> **What you should do**: Show each line in the records below that contains the word "foliage".

> **Data listing**:
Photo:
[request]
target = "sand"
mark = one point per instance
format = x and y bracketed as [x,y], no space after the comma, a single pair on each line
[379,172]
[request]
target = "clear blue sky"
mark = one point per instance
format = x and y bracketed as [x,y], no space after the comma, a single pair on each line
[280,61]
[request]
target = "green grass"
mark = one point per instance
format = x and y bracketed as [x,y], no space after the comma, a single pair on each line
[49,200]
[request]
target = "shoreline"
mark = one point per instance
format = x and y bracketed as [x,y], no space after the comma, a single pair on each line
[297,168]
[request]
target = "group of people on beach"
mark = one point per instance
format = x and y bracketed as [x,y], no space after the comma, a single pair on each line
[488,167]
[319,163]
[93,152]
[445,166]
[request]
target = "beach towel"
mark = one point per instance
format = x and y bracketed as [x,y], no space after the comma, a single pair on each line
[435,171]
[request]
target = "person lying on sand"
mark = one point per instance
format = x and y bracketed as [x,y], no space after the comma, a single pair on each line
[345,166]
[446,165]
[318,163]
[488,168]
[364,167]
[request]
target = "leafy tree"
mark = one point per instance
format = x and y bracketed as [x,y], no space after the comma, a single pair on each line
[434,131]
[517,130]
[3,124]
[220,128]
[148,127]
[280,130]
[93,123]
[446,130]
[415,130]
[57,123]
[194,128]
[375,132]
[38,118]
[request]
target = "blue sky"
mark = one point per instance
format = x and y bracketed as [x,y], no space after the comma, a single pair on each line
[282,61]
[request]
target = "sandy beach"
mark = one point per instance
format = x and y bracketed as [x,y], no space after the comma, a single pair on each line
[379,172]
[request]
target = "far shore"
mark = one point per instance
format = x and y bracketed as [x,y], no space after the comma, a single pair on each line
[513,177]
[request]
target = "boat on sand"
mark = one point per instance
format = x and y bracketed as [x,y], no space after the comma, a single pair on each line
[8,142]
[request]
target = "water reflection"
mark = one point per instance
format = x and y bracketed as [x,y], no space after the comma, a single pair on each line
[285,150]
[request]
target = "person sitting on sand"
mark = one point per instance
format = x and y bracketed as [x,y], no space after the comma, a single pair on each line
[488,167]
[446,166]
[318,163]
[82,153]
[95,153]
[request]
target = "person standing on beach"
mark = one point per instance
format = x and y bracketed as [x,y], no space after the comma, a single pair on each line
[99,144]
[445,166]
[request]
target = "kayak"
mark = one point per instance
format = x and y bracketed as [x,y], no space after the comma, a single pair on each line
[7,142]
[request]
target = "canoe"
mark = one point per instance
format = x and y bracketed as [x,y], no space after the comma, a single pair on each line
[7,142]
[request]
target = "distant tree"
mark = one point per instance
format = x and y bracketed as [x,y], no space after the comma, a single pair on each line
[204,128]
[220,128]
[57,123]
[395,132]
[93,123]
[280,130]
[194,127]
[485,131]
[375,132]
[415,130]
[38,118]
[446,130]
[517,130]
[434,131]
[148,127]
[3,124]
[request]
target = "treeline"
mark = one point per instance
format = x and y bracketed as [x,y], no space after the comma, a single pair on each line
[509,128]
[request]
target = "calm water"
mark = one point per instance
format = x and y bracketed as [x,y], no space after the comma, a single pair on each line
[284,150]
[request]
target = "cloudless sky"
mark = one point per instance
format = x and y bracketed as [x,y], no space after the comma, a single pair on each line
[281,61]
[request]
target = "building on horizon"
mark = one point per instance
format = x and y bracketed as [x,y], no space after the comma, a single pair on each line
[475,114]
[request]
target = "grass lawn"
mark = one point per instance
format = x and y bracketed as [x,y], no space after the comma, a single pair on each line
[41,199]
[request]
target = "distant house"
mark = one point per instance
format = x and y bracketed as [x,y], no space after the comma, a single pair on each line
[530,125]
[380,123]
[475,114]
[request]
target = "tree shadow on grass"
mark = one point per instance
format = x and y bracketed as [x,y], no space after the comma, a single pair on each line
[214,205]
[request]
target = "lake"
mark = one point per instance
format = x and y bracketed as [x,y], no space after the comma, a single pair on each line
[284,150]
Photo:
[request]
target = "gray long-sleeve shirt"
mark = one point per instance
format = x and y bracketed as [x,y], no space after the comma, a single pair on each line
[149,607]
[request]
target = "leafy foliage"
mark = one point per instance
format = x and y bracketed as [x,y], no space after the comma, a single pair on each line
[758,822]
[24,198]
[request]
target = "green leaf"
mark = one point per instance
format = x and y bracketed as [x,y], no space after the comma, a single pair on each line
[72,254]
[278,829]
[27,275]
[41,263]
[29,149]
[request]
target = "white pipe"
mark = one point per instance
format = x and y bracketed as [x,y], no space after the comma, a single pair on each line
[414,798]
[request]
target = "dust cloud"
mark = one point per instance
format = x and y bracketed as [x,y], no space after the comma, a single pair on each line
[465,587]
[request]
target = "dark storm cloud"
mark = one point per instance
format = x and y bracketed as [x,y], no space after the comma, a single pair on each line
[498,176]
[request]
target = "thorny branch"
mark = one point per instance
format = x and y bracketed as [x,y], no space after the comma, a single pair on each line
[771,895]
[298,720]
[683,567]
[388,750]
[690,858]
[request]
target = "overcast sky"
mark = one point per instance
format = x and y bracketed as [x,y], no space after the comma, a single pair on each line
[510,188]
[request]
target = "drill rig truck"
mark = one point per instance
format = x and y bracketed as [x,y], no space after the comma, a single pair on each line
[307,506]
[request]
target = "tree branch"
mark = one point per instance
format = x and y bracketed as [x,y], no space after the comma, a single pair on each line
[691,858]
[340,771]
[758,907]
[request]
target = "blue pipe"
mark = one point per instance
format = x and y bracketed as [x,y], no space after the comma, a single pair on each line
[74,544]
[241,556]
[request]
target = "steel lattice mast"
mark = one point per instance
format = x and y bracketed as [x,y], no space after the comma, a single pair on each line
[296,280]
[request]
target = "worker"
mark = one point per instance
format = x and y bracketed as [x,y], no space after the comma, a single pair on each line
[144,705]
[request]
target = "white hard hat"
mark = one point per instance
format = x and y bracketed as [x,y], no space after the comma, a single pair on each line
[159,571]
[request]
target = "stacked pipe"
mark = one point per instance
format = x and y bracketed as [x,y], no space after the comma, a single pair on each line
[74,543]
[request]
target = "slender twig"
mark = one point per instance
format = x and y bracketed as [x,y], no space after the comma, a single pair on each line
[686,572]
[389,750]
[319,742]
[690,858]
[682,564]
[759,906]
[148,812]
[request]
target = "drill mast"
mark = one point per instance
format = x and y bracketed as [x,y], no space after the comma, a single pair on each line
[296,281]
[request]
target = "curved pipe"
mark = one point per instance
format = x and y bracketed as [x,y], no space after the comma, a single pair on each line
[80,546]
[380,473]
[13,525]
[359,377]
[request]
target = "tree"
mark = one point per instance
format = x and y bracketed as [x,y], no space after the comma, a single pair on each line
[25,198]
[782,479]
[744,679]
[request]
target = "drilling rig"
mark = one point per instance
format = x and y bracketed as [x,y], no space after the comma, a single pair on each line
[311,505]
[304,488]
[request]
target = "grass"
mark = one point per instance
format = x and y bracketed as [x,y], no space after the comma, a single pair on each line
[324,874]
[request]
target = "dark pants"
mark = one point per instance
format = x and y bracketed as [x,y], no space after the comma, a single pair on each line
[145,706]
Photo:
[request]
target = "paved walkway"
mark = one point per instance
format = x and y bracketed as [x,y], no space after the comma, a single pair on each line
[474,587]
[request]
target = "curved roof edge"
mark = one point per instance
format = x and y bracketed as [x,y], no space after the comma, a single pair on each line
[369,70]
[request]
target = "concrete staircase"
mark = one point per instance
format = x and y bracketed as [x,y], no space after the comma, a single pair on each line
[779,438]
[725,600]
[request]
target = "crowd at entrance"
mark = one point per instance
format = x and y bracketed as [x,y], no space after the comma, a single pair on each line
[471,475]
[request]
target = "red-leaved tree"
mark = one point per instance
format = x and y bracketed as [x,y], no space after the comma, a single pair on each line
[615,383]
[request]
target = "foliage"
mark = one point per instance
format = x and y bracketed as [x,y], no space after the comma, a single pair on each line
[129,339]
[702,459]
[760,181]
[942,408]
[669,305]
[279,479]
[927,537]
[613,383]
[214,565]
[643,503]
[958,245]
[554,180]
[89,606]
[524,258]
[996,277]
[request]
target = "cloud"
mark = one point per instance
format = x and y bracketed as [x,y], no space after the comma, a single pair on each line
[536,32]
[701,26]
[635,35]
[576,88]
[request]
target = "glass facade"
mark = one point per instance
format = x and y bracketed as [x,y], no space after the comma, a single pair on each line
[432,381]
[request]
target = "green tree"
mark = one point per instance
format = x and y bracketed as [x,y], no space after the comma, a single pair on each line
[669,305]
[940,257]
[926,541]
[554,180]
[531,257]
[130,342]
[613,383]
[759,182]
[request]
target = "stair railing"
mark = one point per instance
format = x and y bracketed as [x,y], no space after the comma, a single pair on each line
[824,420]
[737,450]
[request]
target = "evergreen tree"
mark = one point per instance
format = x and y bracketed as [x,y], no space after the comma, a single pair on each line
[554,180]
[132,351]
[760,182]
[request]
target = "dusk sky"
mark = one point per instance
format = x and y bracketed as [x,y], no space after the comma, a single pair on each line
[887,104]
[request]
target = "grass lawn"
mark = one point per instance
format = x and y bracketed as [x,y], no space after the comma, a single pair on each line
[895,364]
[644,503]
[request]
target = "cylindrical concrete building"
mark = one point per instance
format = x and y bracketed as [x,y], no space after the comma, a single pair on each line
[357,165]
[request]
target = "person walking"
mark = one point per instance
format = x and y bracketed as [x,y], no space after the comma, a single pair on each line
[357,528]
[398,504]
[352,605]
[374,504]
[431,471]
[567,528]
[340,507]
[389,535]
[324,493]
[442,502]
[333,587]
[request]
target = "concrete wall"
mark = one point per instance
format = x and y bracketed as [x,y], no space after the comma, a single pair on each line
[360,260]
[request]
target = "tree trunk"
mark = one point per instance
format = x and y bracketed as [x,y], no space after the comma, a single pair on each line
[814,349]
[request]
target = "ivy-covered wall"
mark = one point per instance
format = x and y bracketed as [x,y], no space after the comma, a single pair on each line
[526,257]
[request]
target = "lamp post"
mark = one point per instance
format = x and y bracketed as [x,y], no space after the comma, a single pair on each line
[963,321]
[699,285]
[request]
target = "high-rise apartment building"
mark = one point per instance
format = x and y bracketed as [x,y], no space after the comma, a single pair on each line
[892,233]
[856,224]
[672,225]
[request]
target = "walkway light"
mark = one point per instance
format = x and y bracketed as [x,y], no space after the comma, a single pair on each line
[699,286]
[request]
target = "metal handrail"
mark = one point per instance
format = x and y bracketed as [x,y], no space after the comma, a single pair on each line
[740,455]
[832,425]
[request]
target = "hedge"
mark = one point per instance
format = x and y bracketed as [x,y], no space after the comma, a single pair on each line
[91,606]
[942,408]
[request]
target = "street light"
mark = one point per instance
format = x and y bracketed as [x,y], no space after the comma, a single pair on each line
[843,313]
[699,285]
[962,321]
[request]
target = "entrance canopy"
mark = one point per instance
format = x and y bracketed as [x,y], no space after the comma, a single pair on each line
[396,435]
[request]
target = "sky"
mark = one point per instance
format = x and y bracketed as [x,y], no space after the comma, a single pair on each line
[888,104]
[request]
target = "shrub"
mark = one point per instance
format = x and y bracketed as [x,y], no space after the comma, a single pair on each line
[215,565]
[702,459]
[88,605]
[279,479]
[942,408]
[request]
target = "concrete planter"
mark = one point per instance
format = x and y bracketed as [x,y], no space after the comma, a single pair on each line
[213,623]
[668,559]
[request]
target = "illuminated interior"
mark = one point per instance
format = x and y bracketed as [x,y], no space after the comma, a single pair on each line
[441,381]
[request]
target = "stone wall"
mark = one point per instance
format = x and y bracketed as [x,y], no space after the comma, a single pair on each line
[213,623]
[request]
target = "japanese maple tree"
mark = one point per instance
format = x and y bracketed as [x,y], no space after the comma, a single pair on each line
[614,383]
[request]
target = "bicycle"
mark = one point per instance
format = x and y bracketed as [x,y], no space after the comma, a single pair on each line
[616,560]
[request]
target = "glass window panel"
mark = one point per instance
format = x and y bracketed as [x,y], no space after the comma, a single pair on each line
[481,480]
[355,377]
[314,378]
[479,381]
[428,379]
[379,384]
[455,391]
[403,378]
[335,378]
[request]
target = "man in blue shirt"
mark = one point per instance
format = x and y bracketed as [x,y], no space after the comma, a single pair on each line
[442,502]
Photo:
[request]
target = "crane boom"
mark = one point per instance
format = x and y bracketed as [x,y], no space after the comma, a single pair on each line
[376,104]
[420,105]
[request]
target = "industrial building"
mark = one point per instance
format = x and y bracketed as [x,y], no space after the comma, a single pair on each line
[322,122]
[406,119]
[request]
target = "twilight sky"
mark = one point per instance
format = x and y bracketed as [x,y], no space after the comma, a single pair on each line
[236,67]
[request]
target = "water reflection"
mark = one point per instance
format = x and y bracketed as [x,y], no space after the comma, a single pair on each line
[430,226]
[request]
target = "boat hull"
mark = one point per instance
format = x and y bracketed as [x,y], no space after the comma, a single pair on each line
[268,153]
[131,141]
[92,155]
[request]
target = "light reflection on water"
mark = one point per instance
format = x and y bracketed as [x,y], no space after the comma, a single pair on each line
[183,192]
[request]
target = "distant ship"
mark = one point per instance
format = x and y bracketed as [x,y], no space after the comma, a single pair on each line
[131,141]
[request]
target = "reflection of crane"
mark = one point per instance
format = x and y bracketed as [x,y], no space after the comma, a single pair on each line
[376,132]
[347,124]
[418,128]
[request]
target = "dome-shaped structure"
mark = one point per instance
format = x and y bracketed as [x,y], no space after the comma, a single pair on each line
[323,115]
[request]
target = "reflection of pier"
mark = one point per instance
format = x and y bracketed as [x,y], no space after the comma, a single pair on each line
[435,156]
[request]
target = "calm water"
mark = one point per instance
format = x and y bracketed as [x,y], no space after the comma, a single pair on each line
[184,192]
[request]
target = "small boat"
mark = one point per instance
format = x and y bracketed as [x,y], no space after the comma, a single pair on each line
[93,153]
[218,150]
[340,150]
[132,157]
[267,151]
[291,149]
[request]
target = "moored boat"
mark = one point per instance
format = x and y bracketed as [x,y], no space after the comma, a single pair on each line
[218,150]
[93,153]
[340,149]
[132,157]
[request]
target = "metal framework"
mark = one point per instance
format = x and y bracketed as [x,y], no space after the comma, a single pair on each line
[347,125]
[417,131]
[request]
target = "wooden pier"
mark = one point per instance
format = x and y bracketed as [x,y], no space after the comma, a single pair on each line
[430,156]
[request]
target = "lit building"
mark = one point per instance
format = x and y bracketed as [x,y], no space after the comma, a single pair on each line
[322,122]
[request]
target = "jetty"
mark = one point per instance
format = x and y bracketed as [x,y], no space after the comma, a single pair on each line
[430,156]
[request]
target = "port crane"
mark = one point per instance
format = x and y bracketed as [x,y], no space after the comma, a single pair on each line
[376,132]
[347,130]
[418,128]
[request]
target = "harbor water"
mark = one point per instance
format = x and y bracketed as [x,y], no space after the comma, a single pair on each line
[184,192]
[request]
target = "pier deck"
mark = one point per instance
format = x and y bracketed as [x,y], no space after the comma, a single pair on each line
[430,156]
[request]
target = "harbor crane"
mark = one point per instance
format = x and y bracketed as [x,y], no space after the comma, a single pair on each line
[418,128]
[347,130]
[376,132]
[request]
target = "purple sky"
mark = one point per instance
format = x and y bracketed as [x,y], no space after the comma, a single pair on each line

> **Worked solution**:
target = "leafy foliage"
target = "foliage"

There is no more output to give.